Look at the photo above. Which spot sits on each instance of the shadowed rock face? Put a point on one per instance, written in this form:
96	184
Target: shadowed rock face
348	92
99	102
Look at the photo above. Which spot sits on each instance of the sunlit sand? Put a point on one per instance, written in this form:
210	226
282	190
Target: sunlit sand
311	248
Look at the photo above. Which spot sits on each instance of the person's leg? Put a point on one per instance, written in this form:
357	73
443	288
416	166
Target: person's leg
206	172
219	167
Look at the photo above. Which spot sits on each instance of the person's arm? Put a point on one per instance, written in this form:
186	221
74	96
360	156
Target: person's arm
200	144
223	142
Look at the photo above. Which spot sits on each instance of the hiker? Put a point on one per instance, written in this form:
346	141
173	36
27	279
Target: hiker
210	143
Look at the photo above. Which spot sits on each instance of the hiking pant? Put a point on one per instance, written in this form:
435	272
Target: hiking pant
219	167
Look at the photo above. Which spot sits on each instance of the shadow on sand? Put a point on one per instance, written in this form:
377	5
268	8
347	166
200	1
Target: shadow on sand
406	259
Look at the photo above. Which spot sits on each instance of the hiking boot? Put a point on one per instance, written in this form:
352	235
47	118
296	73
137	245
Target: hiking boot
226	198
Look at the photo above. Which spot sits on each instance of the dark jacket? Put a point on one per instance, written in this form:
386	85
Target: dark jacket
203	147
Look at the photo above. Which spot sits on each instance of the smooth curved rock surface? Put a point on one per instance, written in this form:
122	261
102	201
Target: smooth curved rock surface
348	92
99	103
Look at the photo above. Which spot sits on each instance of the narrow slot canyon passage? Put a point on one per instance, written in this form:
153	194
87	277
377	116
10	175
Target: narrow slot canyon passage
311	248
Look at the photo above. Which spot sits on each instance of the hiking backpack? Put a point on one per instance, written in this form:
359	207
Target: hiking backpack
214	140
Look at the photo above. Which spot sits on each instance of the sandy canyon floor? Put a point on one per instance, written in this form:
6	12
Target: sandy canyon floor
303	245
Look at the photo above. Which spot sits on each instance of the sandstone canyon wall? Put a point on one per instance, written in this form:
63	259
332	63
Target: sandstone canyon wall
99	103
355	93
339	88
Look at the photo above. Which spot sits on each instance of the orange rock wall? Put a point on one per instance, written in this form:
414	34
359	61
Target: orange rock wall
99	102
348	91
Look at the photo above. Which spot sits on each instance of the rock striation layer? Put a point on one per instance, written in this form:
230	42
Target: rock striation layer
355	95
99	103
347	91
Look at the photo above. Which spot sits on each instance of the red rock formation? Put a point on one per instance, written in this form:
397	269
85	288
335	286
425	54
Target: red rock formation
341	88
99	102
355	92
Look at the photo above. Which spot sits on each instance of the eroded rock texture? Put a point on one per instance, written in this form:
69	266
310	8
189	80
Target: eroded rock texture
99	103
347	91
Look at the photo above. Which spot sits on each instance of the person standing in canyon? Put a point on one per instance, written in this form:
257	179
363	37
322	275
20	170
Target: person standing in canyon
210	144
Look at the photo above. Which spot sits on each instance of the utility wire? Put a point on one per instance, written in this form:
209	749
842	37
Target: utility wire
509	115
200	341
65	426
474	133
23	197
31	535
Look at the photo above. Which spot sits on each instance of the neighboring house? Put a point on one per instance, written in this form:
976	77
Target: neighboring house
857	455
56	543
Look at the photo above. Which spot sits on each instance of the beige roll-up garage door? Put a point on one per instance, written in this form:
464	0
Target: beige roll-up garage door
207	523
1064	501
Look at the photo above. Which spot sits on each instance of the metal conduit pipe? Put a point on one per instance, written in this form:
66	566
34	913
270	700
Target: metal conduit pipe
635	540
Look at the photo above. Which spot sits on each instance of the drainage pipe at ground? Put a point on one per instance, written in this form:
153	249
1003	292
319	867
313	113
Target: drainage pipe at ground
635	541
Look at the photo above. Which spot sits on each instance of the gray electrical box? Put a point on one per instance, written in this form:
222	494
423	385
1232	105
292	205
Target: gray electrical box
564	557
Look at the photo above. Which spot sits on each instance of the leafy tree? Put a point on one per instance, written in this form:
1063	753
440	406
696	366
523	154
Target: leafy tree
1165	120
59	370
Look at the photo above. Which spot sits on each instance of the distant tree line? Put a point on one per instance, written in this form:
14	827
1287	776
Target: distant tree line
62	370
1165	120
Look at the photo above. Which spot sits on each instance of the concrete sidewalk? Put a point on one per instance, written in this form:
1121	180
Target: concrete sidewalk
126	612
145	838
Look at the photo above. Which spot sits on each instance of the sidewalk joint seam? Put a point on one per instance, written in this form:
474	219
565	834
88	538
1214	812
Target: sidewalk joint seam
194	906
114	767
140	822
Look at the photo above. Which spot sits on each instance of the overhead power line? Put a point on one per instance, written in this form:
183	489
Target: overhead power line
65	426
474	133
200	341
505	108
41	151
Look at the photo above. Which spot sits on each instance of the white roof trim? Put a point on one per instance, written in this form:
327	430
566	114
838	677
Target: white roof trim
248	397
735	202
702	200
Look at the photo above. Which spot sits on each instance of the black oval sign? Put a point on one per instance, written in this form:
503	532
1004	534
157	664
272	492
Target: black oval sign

○ ○ ○ ○

To do: Copy every line from the one containing "of the overhead" through the end of the items, scaling only the answer coordinates by 0.95 and rounding each to a whole number, with halves rounded up. Leave the format sample numbers and all other text unchanged.

Expected output:
Look at the photo above. Which spot sits on each instance of the overhead power line? Put a point on one per instance, written in this form:
183	489
Target: overhead power line
62	405
450	126
190	324
480	103
39	143
Look at the photo above. Which spot sits on each instance of the white roof trim? Put a point on one per instance, written in this form:
327	430
566	114
838	677
Target: white roof trim
236	377
698	192
667	190
Look at the photo above. Which spot sits on each instance of the black oval sign? Put a point on one per instance, written in this form:
503	532
1004	534
157	664
272	492
Target: black oval sign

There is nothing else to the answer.